#### 演習テキスト
⁂

福岡県感染症発生動向調査情報

第8週分(平成17年2月21日〜平成17年2月27日)

マスクとエチケット

第8週の感染症発生動向調査情報では、インフルエンザの報告が前週を越えてさらに増加しています。インフルエンザの発生状況(県内198医療機関)は、今回、1医療機関あたりの1週間の報告数が、58.67件となりました。これは、過去5年間で最も多く、過去10年でも、1998〜99年シーズン、1997〜98年シーズンに続いて3番目に多い報告数となっています。引き続きインフルエンザへの注意が必要です。

さて、前回は、感染予防としての「手洗い」についてお話ししましたが、今回は、「マスク」についてお話しします。

マスクは、大正11年にスペインかぜ(インフルエンザ)が流行した時に、予防のために効果的な方法として勧められ、一般的に広く使用されるようになったと言われています。

⁂

#### 抜粋データ
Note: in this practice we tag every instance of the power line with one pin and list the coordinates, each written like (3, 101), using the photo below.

⁂

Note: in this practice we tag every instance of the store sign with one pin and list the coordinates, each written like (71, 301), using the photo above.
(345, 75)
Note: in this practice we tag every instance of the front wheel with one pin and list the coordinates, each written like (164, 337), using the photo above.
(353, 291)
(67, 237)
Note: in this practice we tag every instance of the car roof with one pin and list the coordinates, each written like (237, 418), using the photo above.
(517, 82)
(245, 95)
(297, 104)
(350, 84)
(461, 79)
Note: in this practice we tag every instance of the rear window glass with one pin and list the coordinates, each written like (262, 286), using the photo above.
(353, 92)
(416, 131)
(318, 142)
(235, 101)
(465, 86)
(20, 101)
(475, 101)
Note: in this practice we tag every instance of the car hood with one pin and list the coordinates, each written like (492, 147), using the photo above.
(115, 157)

⁂

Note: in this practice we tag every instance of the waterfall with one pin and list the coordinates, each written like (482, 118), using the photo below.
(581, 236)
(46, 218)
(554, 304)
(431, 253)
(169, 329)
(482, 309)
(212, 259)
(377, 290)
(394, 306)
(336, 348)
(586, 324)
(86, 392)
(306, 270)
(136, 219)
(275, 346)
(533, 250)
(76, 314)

⁂

#### 作業依頼 1
演習テキストによると、第8週のインフルエンザの報告数は、1医療機関あたり1週間で何件でしたか。
#### 作業依頼 2
演習テキストは、マスクが一般に広く使われるようになった経緯をどう説明していますか。1〜3文で答えてください。

#### 結果 1
58.67件です。

#### 結果 2
大正11年にスペインかぜ(インフルエンザ)が流行したとき、マスクが予防に効果的な方法として勧められました。それをきっかけに一般に広く使われるようになったと言われています。